ABOUT THIS TASK » Examine each line of the data. Copy those that contain the string "foliage".

[DATA SHOWN — start]

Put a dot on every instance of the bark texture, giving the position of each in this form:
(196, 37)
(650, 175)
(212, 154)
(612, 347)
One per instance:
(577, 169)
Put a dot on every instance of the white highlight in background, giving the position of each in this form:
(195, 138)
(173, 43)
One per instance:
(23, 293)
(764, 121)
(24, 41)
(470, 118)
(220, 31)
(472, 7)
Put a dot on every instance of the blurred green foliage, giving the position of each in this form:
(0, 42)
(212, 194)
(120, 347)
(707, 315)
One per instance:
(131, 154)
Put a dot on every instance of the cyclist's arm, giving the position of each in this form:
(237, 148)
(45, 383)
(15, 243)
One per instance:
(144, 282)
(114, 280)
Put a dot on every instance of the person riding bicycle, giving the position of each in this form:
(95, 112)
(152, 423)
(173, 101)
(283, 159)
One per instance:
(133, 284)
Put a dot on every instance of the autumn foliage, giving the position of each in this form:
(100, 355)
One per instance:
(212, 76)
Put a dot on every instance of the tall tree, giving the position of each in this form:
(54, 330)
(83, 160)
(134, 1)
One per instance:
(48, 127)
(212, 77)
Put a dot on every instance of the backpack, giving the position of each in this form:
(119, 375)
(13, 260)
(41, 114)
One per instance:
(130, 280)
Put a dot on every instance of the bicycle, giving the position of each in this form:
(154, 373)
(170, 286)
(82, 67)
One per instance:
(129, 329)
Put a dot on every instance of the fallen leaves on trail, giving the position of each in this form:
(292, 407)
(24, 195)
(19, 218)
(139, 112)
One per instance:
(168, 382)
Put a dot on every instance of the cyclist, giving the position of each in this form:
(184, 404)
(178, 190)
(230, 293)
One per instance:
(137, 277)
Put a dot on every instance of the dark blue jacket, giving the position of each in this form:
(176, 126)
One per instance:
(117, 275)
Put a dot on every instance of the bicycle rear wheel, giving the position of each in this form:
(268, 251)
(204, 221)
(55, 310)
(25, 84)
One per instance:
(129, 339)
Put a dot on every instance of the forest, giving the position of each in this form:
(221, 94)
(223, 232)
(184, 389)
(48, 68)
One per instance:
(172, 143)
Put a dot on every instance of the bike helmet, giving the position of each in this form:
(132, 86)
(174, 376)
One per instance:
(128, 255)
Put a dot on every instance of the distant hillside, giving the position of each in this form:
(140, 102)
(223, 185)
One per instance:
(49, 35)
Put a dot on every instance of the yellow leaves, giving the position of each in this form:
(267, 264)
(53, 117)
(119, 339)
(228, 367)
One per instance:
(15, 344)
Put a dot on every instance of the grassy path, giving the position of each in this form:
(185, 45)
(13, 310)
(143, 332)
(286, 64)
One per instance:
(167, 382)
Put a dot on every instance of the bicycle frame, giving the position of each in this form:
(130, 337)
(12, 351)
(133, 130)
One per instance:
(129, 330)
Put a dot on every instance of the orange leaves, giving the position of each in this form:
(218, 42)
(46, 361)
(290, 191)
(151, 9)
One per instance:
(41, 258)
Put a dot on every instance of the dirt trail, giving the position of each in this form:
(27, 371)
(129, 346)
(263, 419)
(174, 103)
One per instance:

[DATA SHOWN — finish]
[DATA SHOWN — start]

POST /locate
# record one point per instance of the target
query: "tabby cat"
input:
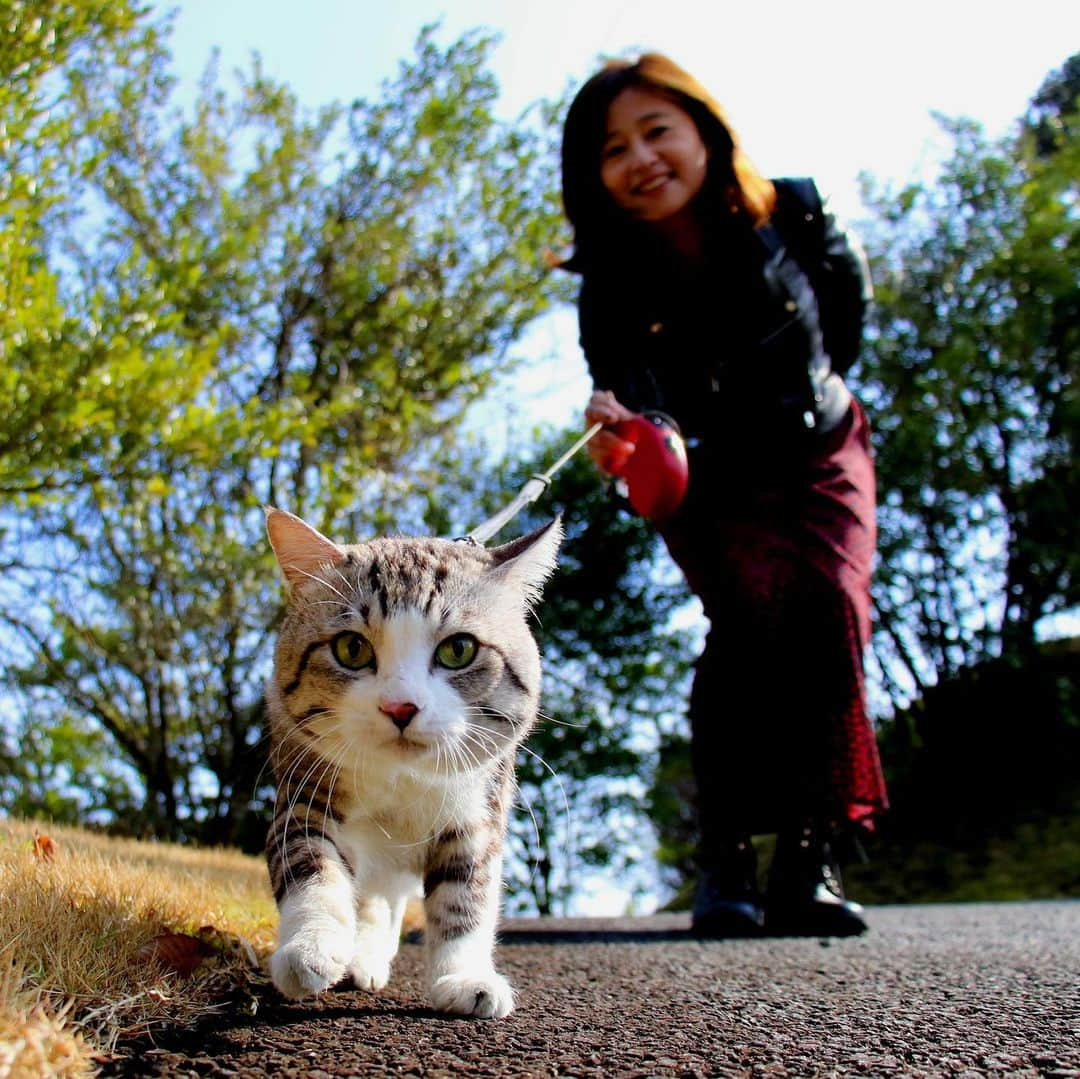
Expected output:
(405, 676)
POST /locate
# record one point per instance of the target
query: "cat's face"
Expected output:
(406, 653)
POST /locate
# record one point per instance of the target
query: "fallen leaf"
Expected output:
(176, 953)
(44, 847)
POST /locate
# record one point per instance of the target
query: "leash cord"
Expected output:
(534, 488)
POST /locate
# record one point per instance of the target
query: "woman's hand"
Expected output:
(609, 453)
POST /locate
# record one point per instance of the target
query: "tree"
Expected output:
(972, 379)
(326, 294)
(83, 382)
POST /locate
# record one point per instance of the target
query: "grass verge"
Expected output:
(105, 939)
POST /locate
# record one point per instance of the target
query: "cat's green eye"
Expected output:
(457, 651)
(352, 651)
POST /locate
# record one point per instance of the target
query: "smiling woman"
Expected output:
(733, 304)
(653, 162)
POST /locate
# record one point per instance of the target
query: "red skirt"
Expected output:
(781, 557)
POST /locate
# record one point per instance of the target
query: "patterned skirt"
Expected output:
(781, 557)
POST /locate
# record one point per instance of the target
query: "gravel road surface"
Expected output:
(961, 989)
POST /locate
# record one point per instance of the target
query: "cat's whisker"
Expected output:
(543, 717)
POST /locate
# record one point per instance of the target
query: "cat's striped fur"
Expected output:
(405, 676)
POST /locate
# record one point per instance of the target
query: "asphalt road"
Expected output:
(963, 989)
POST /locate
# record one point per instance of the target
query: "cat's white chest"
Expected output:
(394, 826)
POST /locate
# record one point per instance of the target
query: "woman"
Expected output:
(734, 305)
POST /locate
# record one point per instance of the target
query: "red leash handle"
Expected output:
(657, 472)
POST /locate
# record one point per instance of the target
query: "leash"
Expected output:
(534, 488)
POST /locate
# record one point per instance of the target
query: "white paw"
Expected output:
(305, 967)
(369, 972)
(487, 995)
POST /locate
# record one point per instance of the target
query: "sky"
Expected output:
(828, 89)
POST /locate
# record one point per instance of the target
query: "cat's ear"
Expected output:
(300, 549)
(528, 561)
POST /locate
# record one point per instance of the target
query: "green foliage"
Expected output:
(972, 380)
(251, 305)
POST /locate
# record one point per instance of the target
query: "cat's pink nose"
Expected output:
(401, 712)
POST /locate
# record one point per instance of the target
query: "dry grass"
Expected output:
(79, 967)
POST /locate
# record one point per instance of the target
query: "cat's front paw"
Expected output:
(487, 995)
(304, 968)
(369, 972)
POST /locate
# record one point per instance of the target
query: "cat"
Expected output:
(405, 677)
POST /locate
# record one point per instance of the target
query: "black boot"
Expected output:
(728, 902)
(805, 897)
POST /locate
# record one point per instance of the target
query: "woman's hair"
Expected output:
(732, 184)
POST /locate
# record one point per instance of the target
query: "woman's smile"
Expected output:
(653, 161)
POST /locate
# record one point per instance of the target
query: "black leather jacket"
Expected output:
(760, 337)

[DATA SHOWN — finish]

EXERCISE OUTPUT »
Put a dot on every instance of the blurred green foliage, giving the position of each in this form:
Put a dot on every instance of the autumn foliage, giving the position of each in this form:
query: "green foliage"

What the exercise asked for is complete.